*Problems to work on*:
a. Write out every calendar date that appears in the job-application forum post below, in the form the post gives it.
b. From the job-application forum post below, extract the passage that begins at the words "P.S I have been" and ends after the words "the case here.".
c. Summarize the job-application forum post below in two sentences.
==== Page text
Applied for same job with Company and Recruiting agency

Hi All,

I saw a position on Indeed with a very reputable company(we'll call it company X) that I would love to work for, and so I applied. Some hours later, I saw another job posting from a staffing agency and I applied for it as well. The job titles from company X and staffing agency were the same, but the job description was different, the one from the recruiting agency was quiet vague. Anyway, I get an email two days later from a recruiter at the staffing agency inviting me for an interview. I went for the interview on June 12. It turned out the position was with Company X, but I didnt mention it to her that I had applied directly already, I wasn't sure I was supposed to. The interview went well and she told me to expect a second interview call from the hiring manager of the company X. Then on June 14, two days after my interview, I get a generic email from company X saying my application is no longer being considered. At this point, I'm confused and assume I didn't get the job, but I send an email to the recruiter to ask about when to expect the call from the hiring manager. She responds on Jun 20, saying that the hiring manager told her that she feels she will decide on the next steps early this week.

So, I don't know whether I should just move on and take that email as the rejection and maybe the recruiter is just trying to be nice. What do you guys think.

P.S I have been looking for a job in my field for quite some time, and this job has everything I want/need, hence the reason I am ranting about it.
13 replies
Deal Expert
Jan 27, 2006
20742 posts
14213 upvotes
Vancouver, BC
Generally, employers will take candidates from their own system rather than an agency since they won't have to pay the agency. If you apply in both places, it's generally considered a no-no especially if the employer figures it out. This might be the case here.
========
==== Raw data
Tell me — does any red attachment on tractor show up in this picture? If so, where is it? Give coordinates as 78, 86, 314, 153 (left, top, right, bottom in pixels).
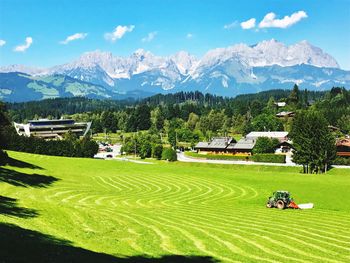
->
288, 201, 299, 209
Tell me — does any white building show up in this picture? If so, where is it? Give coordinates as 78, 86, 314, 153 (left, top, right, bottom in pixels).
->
245, 131, 288, 142
14, 119, 91, 139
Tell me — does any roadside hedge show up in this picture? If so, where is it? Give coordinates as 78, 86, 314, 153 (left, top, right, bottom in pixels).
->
333, 156, 350, 165
185, 152, 286, 163
252, 153, 286, 163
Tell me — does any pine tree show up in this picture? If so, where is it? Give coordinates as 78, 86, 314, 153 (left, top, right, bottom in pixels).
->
290, 111, 336, 173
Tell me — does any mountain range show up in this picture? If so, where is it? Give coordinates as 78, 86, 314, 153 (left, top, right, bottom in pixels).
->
0, 39, 350, 101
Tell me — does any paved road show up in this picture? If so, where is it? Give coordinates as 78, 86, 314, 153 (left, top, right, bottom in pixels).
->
177, 152, 350, 169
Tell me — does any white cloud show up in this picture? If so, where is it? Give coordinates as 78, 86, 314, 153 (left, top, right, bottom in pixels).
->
259, 11, 307, 28
105, 25, 135, 42
60, 33, 87, 45
13, 37, 33, 52
224, 21, 238, 29
186, 33, 193, 39
241, 18, 256, 29
141, 31, 157, 42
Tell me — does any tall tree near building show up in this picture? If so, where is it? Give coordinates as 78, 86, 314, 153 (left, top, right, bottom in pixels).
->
288, 84, 300, 105
290, 111, 336, 173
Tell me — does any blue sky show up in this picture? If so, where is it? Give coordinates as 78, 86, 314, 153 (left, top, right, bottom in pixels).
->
0, 0, 350, 69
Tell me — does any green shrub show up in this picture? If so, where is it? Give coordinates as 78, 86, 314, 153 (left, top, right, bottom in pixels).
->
152, 144, 163, 160
333, 156, 350, 165
0, 150, 8, 165
162, 148, 177, 162
252, 154, 286, 163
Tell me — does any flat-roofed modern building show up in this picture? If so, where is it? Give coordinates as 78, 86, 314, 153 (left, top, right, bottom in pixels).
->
14, 119, 91, 139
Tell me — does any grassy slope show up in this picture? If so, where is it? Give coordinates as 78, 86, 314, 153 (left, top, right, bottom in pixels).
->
0, 152, 350, 262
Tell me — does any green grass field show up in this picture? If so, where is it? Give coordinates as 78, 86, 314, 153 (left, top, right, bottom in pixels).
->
0, 152, 350, 262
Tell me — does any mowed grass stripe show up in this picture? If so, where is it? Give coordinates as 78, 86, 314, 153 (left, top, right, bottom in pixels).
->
0, 152, 350, 262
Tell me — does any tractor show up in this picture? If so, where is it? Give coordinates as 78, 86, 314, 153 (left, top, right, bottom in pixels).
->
266, 191, 299, 209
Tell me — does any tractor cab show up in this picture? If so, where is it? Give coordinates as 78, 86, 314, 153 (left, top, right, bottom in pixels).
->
266, 191, 298, 209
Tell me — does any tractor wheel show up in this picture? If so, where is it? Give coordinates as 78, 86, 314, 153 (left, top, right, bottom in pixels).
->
276, 200, 286, 209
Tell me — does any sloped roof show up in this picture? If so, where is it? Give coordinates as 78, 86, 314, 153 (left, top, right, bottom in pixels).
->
209, 137, 232, 149
276, 111, 295, 117
336, 139, 350, 147
246, 131, 288, 139
195, 137, 235, 149
194, 142, 209, 148
233, 138, 256, 150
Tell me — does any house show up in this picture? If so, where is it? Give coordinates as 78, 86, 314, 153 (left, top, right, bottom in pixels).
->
245, 131, 288, 142
233, 138, 256, 155
14, 119, 91, 139
275, 141, 293, 154
194, 131, 292, 155
336, 138, 350, 157
275, 101, 287, 108
194, 137, 236, 154
276, 111, 295, 119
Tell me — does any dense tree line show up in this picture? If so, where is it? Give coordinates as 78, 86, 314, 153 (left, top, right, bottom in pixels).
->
2, 85, 350, 169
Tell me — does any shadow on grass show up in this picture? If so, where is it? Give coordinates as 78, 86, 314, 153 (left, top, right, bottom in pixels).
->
0, 167, 58, 187
0, 195, 38, 219
0, 223, 218, 263
6, 157, 43, 170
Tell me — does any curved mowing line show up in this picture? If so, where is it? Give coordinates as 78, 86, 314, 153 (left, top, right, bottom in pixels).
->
164, 208, 347, 262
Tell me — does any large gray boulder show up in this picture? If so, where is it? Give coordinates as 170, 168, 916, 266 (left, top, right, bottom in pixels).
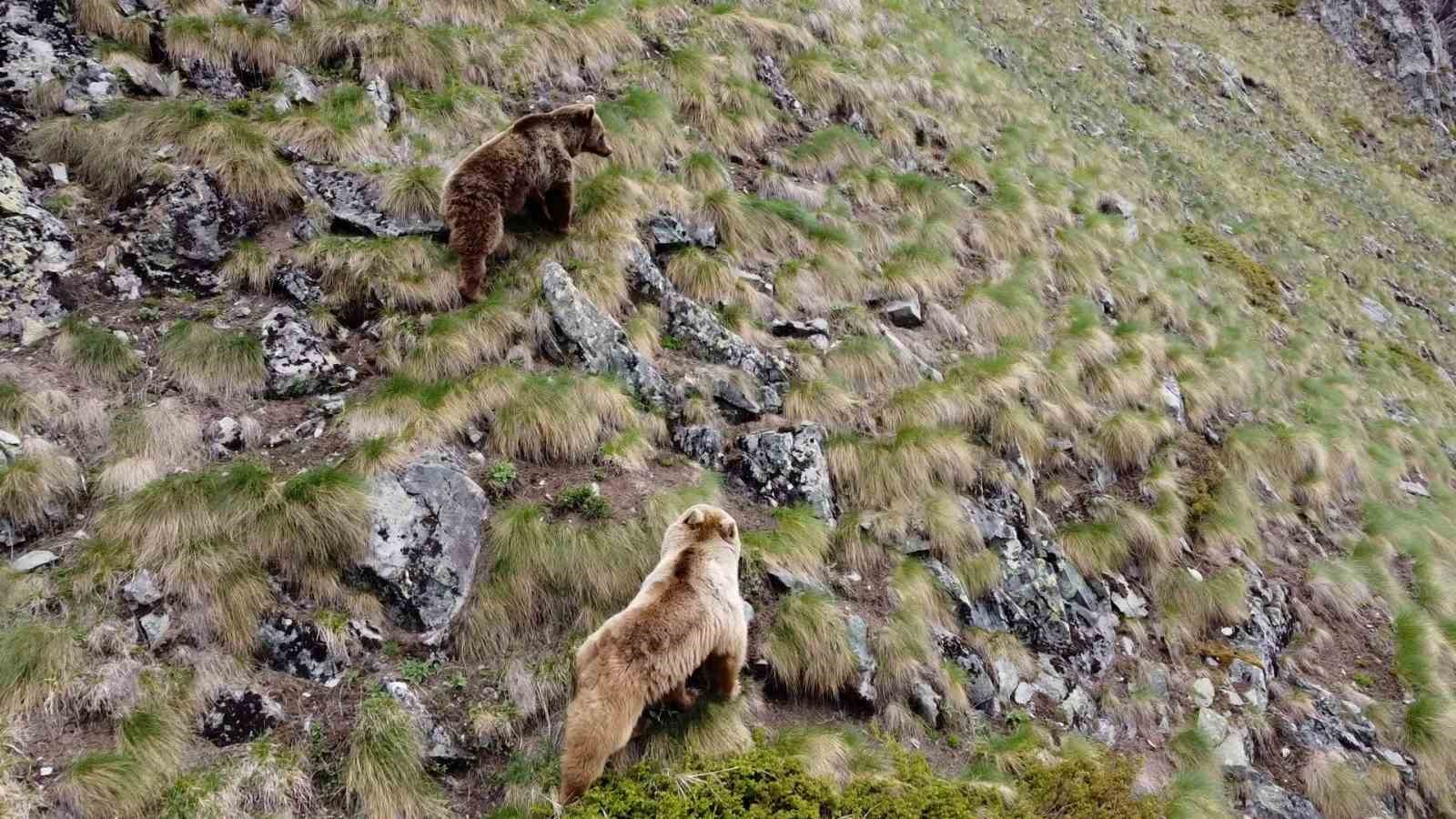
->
357, 453, 490, 644
107, 167, 258, 296
258, 308, 359, 398
737, 424, 834, 523
0, 156, 76, 339
293, 162, 444, 236
541, 262, 672, 407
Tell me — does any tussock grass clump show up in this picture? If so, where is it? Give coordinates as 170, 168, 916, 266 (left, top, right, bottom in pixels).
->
96, 398, 202, 497
0, 437, 85, 529
294, 236, 459, 310
97, 460, 369, 643
0, 373, 39, 431
1300, 751, 1400, 819
223, 239, 277, 293
1092, 410, 1172, 472
26, 99, 303, 210
1153, 567, 1249, 650
763, 591, 854, 698
56, 313, 141, 385
344, 691, 450, 819
784, 378, 861, 427
162, 10, 293, 76
827, 335, 920, 395
743, 506, 830, 583
162, 319, 268, 398
828, 427, 985, 509
294, 3, 461, 89
1181, 225, 1284, 315
380, 294, 526, 380
0, 618, 85, 717
63, 698, 191, 816
379, 165, 446, 218
268, 83, 389, 160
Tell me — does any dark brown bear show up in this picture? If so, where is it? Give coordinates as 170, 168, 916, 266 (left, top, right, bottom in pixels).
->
444, 104, 612, 301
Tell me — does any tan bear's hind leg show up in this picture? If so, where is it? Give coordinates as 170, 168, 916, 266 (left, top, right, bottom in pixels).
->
561, 693, 642, 804
450, 206, 505, 301
703, 652, 743, 700
543, 177, 573, 233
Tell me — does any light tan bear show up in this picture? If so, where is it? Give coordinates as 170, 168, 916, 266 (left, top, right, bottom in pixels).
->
442, 104, 612, 301
561, 504, 748, 804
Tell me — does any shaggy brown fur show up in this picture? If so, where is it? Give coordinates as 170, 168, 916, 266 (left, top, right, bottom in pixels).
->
561, 504, 748, 804
442, 104, 612, 301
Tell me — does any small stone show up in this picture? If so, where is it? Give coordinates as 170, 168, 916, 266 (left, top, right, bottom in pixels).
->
1192, 676, 1213, 708
20, 318, 51, 347
121, 569, 162, 608
136, 612, 172, 649
884, 298, 925, 328
1010, 682, 1036, 705
10, 550, 61, 574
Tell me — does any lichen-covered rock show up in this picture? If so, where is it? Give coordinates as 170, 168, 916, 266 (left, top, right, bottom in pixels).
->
384, 679, 470, 768
646, 211, 718, 254
258, 615, 344, 682
357, 456, 490, 644
201, 688, 282, 748
844, 613, 879, 708
737, 424, 834, 523
672, 424, 723, 470
1228, 768, 1323, 819
0, 155, 76, 339
541, 262, 672, 407
961, 494, 1117, 682
258, 308, 359, 398
662, 291, 789, 412
107, 167, 258, 296
930, 623, 996, 714
293, 162, 444, 236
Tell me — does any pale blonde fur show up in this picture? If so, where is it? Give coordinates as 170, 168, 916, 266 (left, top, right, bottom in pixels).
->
561, 504, 748, 803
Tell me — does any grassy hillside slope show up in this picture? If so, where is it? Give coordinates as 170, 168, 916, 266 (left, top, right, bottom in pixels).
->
0, 0, 1456, 817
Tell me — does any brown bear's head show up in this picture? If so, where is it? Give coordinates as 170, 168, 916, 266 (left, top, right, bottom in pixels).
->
577, 104, 612, 156
668, 502, 743, 552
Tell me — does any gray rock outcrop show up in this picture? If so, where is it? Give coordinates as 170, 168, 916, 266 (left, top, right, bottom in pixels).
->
107, 167, 258, 296
737, 424, 834, 523
541, 262, 672, 407
0, 156, 76, 339
201, 688, 282, 748
293, 162, 444, 236
1306, 0, 1456, 124
258, 308, 359, 398
355, 455, 490, 644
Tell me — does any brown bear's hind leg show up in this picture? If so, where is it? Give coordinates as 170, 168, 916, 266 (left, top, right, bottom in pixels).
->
561, 693, 642, 804
662, 679, 697, 711
703, 654, 743, 700
450, 201, 505, 301
543, 177, 573, 233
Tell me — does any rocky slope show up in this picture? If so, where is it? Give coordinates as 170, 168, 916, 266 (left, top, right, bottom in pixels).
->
0, 0, 1456, 817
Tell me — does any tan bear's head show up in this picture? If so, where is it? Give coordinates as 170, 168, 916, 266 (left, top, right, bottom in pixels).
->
662, 502, 743, 554
573, 102, 612, 156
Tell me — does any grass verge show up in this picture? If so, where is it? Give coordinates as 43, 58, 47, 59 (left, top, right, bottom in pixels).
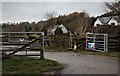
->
2, 56, 64, 75
79, 50, 119, 58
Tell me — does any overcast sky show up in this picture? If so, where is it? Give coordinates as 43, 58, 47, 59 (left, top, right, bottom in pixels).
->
0, 0, 115, 22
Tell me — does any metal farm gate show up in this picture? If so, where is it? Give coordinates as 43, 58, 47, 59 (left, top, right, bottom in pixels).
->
0, 32, 44, 58
86, 32, 108, 52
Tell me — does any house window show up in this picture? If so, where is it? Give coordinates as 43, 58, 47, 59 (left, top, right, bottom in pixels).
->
111, 23, 115, 25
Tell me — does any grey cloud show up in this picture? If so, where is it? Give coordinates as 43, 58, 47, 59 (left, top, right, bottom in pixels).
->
2, 2, 104, 22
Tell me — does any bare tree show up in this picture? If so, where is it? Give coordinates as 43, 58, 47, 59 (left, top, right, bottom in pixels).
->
105, 1, 120, 15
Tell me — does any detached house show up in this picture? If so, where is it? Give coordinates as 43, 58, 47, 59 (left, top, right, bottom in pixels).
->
94, 16, 120, 27
47, 24, 68, 35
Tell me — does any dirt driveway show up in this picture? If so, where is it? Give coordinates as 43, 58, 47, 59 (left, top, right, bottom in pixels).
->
15, 52, 118, 74
45, 52, 118, 74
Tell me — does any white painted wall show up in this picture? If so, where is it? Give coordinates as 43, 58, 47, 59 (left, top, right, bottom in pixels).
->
108, 18, 118, 25
94, 18, 102, 27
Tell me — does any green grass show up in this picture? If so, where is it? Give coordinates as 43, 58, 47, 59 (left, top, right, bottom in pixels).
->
79, 50, 119, 58
2, 56, 64, 75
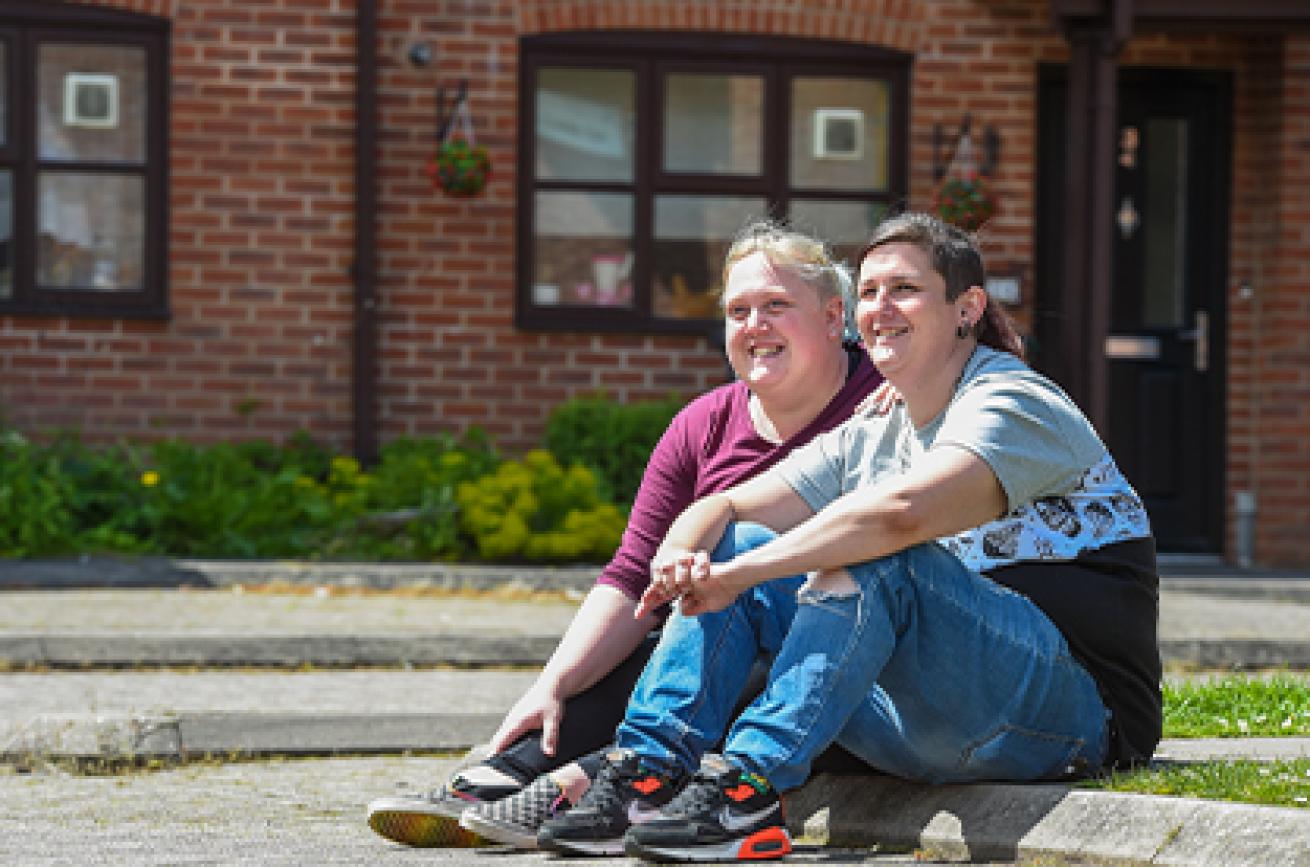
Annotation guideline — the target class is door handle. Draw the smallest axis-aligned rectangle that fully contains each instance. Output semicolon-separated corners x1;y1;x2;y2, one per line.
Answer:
1178;310;1210;373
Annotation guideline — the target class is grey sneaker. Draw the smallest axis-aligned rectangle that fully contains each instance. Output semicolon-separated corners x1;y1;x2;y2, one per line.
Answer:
460;774;569;849
368;777;519;847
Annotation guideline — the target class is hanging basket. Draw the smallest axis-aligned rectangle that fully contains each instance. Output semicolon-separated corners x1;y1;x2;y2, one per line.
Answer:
933;173;1000;232
427;136;491;195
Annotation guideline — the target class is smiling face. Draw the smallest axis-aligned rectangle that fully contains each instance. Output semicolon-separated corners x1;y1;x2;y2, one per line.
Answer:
723;251;842;397
855;242;984;388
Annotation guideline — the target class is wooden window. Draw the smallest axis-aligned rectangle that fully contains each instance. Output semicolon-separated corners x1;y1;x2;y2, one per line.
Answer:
0;1;168;317
516;31;909;333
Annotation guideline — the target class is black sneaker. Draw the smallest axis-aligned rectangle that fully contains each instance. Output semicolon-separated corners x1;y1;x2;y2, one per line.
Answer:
460;774;569;849
537;749;679;855
624;756;791;862
368;775;520;846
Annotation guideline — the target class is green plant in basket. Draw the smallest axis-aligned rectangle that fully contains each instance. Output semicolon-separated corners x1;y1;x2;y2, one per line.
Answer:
427;136;491;195
933;172;998;232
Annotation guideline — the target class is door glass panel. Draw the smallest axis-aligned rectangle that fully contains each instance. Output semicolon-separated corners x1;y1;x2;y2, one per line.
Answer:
651;195;766;320
0;172;13;299
536;68;637;182
0;39;9;147
1141;118;1188;329
532;193;633;306
791;77;889;193
664;73;764;174
37;43;147;162
37;172;145;292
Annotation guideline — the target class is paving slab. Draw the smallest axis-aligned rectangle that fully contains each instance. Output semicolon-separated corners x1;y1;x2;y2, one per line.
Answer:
10;757;1310;867
0;757;930;867
0;584;1310;669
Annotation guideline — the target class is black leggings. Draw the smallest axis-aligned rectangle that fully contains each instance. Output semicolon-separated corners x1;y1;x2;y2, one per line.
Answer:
486;633;872;783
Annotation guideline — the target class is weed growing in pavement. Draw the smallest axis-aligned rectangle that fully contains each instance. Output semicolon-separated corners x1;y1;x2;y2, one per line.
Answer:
1083;758;1310;809
1163;673;1310;737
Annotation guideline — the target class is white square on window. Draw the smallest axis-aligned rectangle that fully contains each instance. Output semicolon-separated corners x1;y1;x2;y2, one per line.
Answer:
64;72;118;130
814;109;865;160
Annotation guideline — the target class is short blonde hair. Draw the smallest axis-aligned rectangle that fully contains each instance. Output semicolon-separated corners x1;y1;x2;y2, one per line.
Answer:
723;220;852;306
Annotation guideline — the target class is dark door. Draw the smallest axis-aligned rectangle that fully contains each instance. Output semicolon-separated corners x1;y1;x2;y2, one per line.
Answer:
1038;68;1231;553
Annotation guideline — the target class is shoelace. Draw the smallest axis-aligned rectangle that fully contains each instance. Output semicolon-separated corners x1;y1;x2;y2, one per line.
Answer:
662;771;723;819
578;762;624;812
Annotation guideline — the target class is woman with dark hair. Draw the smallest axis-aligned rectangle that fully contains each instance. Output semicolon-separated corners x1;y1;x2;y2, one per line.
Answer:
538;213;1161;860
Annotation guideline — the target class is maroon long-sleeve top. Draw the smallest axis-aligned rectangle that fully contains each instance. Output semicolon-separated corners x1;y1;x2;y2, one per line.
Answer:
597;348;882;599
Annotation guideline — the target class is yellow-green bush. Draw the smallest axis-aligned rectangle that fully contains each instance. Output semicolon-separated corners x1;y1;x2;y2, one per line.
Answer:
455;449;625;563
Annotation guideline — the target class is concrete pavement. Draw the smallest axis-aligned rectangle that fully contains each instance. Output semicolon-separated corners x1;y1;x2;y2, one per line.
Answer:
0;562;1310;864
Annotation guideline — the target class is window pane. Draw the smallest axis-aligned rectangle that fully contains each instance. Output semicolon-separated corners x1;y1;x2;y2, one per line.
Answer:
537;68;637;181
1142;118;1188;329
37;172;145;292
0;172;13;299
651;195;766;320
791;77;888;191
791;199;887;270
0;39;9;145
664;75;764;174
37;45;147;162
532;193;633;306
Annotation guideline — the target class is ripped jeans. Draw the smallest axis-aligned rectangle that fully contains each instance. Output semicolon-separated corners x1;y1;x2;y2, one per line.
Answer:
617;524;1108;791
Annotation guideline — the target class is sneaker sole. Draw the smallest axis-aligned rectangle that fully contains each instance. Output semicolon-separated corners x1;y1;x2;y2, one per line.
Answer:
460;812;537;849
537;837;624;857
368;809;487;849
624;826;791;862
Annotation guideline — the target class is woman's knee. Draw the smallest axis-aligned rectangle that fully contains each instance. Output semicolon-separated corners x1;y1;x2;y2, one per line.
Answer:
710;521;778;563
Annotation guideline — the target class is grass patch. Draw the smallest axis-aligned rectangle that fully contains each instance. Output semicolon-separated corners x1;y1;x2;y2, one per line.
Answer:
1085;758;1310;809
1163;674;1310;737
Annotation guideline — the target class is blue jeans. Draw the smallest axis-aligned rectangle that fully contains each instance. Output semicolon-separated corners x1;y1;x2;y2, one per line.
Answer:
617;524;1108;791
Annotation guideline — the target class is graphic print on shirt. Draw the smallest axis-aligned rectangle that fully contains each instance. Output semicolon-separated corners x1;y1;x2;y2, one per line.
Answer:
938;453;1150;572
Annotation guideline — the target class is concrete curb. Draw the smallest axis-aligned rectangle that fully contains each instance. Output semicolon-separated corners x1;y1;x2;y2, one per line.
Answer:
0;557;600;593
1159;638;1310;669
0;712;1310;867
787;774;1310;867
0;634;559;668
0;712;500;765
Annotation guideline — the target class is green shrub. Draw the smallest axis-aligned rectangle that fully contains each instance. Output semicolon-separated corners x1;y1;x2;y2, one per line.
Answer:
456;451;626;563
0;431;499;559
546;396;683;509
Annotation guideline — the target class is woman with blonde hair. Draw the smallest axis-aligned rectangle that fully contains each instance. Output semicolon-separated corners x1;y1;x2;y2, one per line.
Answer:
538;213;1161;860
368;221;882;846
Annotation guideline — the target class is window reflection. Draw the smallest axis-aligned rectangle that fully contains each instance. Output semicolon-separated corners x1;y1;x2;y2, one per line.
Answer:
652;195;766;320
37;172;145;292
532;193;633;306
664;75;764;174
791;77;889;193
37;43;147;162
537;68;637;181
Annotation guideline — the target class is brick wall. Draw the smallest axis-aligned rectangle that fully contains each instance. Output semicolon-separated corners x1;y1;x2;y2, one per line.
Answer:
1252;35;1310;566
0;0;355;443
0;0;1310;564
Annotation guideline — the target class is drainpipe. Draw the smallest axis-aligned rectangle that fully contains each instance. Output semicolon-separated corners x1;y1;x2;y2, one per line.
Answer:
351;0;377;466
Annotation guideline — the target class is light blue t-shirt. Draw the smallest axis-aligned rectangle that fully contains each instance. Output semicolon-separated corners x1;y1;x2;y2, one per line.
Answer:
778;346;1150;572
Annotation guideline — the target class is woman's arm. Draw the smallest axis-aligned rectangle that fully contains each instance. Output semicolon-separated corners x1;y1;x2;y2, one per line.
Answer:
638;445;1006;614
491;584;658;756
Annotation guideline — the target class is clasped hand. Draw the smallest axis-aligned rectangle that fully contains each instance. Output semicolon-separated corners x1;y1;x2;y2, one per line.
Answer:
637;551;738;617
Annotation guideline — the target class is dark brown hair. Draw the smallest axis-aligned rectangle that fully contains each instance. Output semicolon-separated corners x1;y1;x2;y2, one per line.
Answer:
859;211;1023;359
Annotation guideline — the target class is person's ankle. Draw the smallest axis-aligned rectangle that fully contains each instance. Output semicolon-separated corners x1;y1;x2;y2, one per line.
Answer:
460;765;523;786
550;762;591;804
========
*Outputs for the tasks*:
a.
June 12
June 14
Jun 20
Jan 27, 2006

b.
P.S I have been looking for a job in my field for quite some time, and this job has everything I want/need, hence the reason I am ranting about it.
13 replies
Deal Expert
Jan 27, 2006
20742 posts
14213 upvotes
Vancouver, BC
Generally, employers will take candidates from their own system rather than an agency since they won't have to pay the agency. If you apply in both places, it's generally considered a no-no especially if the employer figures it out. This might be the case here.

c. The poster applied for the same job at company X both directly and through a staffing agency, interviewed with the agency's recruiter on June 12 without mentioning the direct application, and on June 14 got a generic email from company X saying the application was no longer being considered. The recruiter later said the hiring manager would decide on next steps early this week, and a reply notes that employers generally prefer candidates from their own system and that applying in both places is generally considered a no-no.